**TEXT BLOCK**
━━━━━━━━━━

Bar graphs displaying normal distribution according to SUVmean (A) and SUVmean ratio (B). These graphs display biodistribution for entire patient cohort regardless of uptake time, and error bars show 95% confidence intervals for mean (data represent all patients analyzed, including all uptake times and administered activities).
Biodistribution among healthy organs varied slightly with administered activity and uptake time. Data for differences and trends of means are presented in Tables 3 and 4. Background uptake was low and relatively stable across all administered activities and uptake times. Background SUVmean showed statistically significant trends toward an increase with increasing administered activity and a decrease with increasing uptake time. However, the absolute differences were low (Tables 3 and 4).
Quantitative Assessment of Biodistribution for Different Administered Activities
Quantitative Assessment of Biodistribution for Different Uptake Times
SUVmean in the blood pool, lungs, kidneys, bladder, and bones revealed further significant trends for different activities and uptake times. With increasing administered activity, SUVmean increased in these organs (Table 3). With increasing uptake time, SUVmean decreased in the blood pool and lungs and increased in the kidneys, bladder, and bones (Table 4). Figure 3 summarizes the differences in means and trends for SUVmean of the blood pool, bone, kidney, and bladder for different uptake times.
Changes in SUVmean ratio according to uptake time. Increase in uptake time leads to decrease in retention in blood pool but increase in accumulation in normal bone, kidneys, and urinary bladder. x-axis gives different uptake time groups (group 1, 50–70 min; group 2, 71–90 min; group 3, 91–110 min; group 4, ≥ 111 min). A, C, and D show significant trends; B (bone) has P value of 0.052.
Quantitative Evaluation of Tumor Lesions
In 187 of 202 patients included in the analyses, 377 tumor lesions were present in the PET scan (Table 1). Of 2 visceral lesions, one was in the lung and the other in the right testicle. Because of the low number of visceral lesions, they were excluded from the final statistical analyses. Supplemental Table 1 summarizes SUVmean for tumor lesions according to tumor location, administered activity, and uptake time. SUVmean for tumor lesions showed no clear differences with respect to administered activity or uptake time. When bone lesions were compared with all other soft-tissue lesions, they showed a significantly higher SUVmean (15.63 ± 14.15 vs. 10.58 ± 19.28, P < 0.001) and SUVmean ratio (28.59 ± 24.24 vs. 19.93 ± 20.24, P < 0.001).
Qualitative Image Analyses
The qualitative image analyses showed different patterns according to the administered activity and uptake time. Data for differences and trends of means are presented in Table 5. The overall image quality was stable for the different uptake times. With increasing administered activity, a trend toward decreasing overall image quality was noted. For example, the percentage of imaging datasets rated best (rating 1) decreased (P < 0.001).

━━━━━━━━━━

**Natural-language object grounding data**
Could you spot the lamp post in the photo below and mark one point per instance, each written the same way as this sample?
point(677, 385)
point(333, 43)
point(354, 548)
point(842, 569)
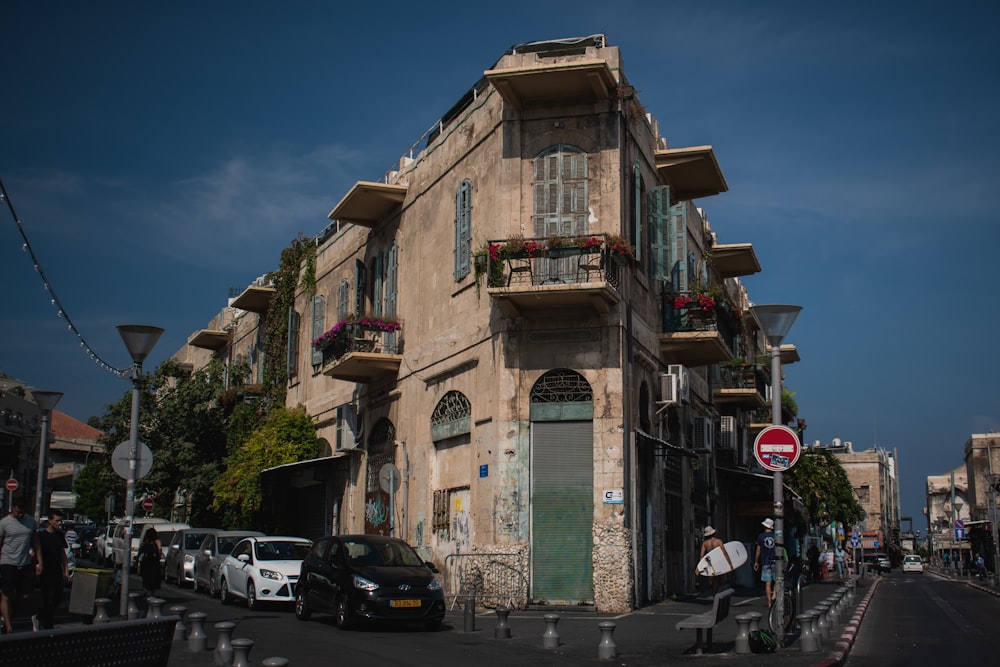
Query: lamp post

━━━━━━━━━━

**WORK INSTRUCTION A**
In the PET biodistribution text, why were the visceral lesions excluded from the final statistical analyses?
**WORK INSTRUCTION B**
Retype the PET biodistribution text from "Changes in SUVmean" to "value of 0.052.".
The data has no role in this work.

**PROBLEM SOLUTION A**
They were excluded because there were so few of them.

**PROBLEM SOLUTION B**
Changes in SUVmean ratio according to uptake time. Increase in uptake time leads to decrease in retention in blood pool but increase in accumulation in normal bone, kidneys, and urinary bladder. x-axis gives different uptake time groups (group 1, 50–70 min; group 2, 71–90 min; group 3, 91–110 min; group 4, ≥ 111 min). A, C, and D show significant trends; B (bone) has P value of 0.052.